その中で、臨床研修終了後1年目の歯科医師の賃金が40~50万円、3年目で年収800万円という募集条件も多くなっています。歯科衛生士の人件費も高騰しており、首都圏では中途採用を30万円で募集しても応募が期待できない状況です。また、転職で給与が上がると考えて勤務医や歯科衛生士が転職してしまい売上が減少したケースや、転職を防止するために賃金を上げざるを得なくなって赤字に転落するケースもあるようです。
④ 経費の増大
「みちのく政宗デンタルクリニック」の医療法人幸歯ノ会が2022年(令和4年)9月30日、神戸地裁へ破産申請しました。また、「東京プラス歯科」の医療法人社団友伸會が2023年9月に東京地裁へ民事再生法の適用を申請しました。多店舗展開型の歯科医院は、高額の家賃負担と分院長の人件費や歯科衛生士の賃金、広域的に集患するための広告宣伝費、技工料などに追われて収益性が低くなりがちです。
特に、アライナー矯正を中心とする医院や、広域的にインプラント患者を集めようとする多店舗型歯科医院では、年間3,000万円~1億円以上の広告費をかけているケースが多いようです。銀行借り入れが大きい場合、患者数や自費売上が目標に達しなければ借入返済負担が経営を圧迫して赤字に転落し、倒産リスクが高くなります。

◆ 提示リスト

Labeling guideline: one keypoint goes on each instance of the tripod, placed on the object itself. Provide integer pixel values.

--

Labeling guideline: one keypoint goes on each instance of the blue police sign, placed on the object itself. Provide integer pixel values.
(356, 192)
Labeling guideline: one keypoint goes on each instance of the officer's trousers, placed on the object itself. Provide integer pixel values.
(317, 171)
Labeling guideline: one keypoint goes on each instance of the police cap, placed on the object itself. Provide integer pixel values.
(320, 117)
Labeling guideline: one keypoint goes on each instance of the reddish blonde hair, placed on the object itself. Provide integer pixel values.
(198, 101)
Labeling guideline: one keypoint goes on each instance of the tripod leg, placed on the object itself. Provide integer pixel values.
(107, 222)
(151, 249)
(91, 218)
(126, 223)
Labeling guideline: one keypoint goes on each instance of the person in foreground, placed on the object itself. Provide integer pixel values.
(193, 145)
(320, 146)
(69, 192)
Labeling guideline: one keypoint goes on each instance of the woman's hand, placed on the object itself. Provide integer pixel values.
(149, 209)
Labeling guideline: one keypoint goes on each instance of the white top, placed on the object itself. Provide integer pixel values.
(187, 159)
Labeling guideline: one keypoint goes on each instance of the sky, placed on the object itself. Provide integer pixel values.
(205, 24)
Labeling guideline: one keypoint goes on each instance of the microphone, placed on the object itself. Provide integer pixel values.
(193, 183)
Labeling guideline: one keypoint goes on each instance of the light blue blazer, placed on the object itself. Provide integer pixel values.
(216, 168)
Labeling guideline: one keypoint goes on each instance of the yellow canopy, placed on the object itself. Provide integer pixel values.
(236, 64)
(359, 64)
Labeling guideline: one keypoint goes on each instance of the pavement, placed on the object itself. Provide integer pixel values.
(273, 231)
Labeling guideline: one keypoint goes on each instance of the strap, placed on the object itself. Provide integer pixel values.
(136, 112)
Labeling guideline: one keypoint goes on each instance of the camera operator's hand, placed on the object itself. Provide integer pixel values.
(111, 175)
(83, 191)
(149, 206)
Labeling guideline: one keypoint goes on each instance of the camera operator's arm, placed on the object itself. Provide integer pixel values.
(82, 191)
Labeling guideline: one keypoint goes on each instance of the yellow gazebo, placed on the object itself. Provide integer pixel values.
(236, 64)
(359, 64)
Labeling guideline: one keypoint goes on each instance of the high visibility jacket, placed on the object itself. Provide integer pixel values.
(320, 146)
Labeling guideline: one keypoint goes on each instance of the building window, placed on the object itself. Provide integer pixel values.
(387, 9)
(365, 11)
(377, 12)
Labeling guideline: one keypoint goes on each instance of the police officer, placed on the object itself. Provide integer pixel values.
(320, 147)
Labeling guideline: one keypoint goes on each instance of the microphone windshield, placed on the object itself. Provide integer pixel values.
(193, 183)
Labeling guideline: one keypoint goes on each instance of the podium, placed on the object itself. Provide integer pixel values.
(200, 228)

◆ 課題 A
次の(i)~(iii)が歯科医院経営に関する本文の内容と一致するか、それぞれ「はい」か「いいえ」で答え、判断の根拠となる本文の語句をそのまま引用してください。
(i) 「東京プラス歯科」の医療法人社団友伸會は、2023年9月に東京地裁へ民事再生法の適用を申請した。
(ii) 医療法人幸歯ノ会は、東京地裁へ破産申請した。
(iii) 首都圏では、歯科衛生士の中途採用を30万円で募集すれば応募が期待できる。
◆ 課題 B
歯科医院経営に関する本文のうち、「その中で、臨床研修終了後1年」で始まり「赤字に転落し、倒産リスクが高くなります。」で終わる箇所を、一字一句違えずに書き写してください。
◆ 課題 C
歯科医院経営に関する本文を、最後の文の次から書き継いでください。

◆ 解答 A
(i) はい。「「東京プラス歯科」の医療法人社団友伸會が2023年9月に東京地裁へ民事再生法の適用を申請しました」
(ii) いいえ。「医療法人幸歯ノ会が2022年(令和4年)9月30日、神戸地裁へ破産申請しました」
(iii) いいえ。「首都圏では中途採用を30万円で募集しても応募が期待できない状況です」

◆ 解答 B
その中で、臨床研修終了後1年目の歯科医師の賃金が40~50万円、3年目で年収800万円という募集条件も多くなっています。歯科衛生士の人件費も高騰しており、首都圏では中途採用を30万円で募集しても応募が期待できない状況です。また、転職で給与が上がると考えて勤務医や歯科衛生士が転職してしまい売上が減少したケースや、転職を防止するために賃金を上げざるを得なくなって赤字に転落するケースもあるようです。
④ 経費の増大
「みちのく政宗デンタルクリニック」の医療法人幸歯ノ会が2022年(令和4年)9月30日、神戸地裁へ破産申請しました。また、「東京プラス歯科」の医療法人社団友伸會が2023年9月に東京地裁へ民事再生法の適用を申請しました。多店舗展開型の歯科医院は、高額の家賃負担と分院長の人件費や歯科衛生士の賃金、広域的に集患するための広告宣伝費、技工料などに追われて収益性が低くなりがちです。
特に、アライナー矯正を中心とする医院や、広域的にインプラント患者を集めようとする多店舗型歯科医院では、年間3,000万円~1億円以上の広告費をかけているケースが多いようです。銀行借り入れが大きい場合、患者数や自費売上が目標に達しなければ借入返済負担が経営を圧迫して赤字に転落し、倒産リスクが高くなります。

◆ 解答 C
⑤ 新型コロナウイルスの影響
多くの歯科医院で、新型コロナで患者数が大幅に減少し、経営を直撃しました。十分な集患ができなくなった歯科医院では、コロナのゼロゼロ融資を運転資金として費消してしまい、返済のメドがたたなくなったケースもあるようです。コロナ後もなんとか経営を継続してきたが、ここにきて倒産したり破産したりする歯科医院がでています。
(2)休廃業・解散が増えた要因
① 歯科医師の高齢化
図表-2は、前掲の帝国データバンクが公表したグラフです。休廃業解散時点の歯科医院経営者の年齢構成の推移を表しています。半数が70代以上となっています。
この要因の一つは、高齢の歯科医師の経営する歯科医院では、医院の老朽化と歯科医師の高齢化に伴って患者数が減少し、収益が悪化していくからです。若い患者は高齢の歯科医師を敬遠し、来院している患者は歯科医師と一緒に高齢化していくため、次第に患者が少なくなっていきます。
また、前述のように高齢の歯科医師の経営する歯科医院は治療中心型の経営が多く、う蝕の減少とともに患者数が減少していきます。この結果、事業の継続をあきらめて閉院する歯科医院が増えているのです。
図表-2 グラフは帝国データバンク2024/11/6プレス発表から転載
② 後継者の不在
次の図表-3は、2020年と2018年の歯科医師数の増減を5倍して、2030年の年齢階層別歯科医師数を予測したものです。2030年は70歳以上の歯科医師が1万8,000人に達します。75歳でリタイヤを考えている歯科医が多いとみられる中で、後継者がいない歯科医院の廃業が続いていくと考えられます。特に、ユニット3台以下で医院が老朽化した高齢歯科医師の経営する個人立歯科医院では事業承継が難しく、廃業が増えていくと考えられます。
図表-3 歯科医師数年齢階層別推移予想(株式会社M&D医業経営研究所作成)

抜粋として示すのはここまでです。